• [Your goal] From the records below, pull each line that has "metal".

• [Records for this task]
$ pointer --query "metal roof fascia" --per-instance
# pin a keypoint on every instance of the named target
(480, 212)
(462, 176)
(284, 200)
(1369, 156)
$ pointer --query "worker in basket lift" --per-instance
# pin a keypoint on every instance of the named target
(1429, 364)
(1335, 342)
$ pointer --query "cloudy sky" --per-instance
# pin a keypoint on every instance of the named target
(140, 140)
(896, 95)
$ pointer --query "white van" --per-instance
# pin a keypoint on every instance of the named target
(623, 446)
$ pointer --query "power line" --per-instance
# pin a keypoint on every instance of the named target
--
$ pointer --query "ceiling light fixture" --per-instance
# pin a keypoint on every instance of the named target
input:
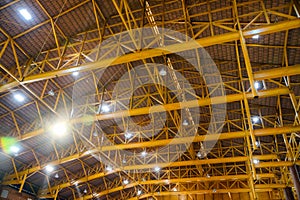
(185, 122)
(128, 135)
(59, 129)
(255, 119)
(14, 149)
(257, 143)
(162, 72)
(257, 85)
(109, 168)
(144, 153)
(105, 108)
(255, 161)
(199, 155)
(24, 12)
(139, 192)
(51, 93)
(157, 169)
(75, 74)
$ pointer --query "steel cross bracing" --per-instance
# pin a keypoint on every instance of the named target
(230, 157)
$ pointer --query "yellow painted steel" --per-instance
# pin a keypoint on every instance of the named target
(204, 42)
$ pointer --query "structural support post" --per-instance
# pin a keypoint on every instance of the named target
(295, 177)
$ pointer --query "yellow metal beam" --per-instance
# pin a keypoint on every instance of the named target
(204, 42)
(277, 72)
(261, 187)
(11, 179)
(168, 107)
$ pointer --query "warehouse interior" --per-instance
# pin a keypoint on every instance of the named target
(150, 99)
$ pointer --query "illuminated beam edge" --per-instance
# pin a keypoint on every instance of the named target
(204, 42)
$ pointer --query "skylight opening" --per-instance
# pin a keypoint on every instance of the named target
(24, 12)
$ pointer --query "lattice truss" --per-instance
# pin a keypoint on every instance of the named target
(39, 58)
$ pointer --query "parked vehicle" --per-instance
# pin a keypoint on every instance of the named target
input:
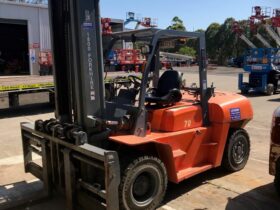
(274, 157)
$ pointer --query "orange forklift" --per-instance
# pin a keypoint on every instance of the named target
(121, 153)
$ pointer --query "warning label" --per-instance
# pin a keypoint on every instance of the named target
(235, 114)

• [Expected output]
$ pointer --query "metal roof fascia" --per-instance
$ pointer --query "yellow metal beam" --per-instance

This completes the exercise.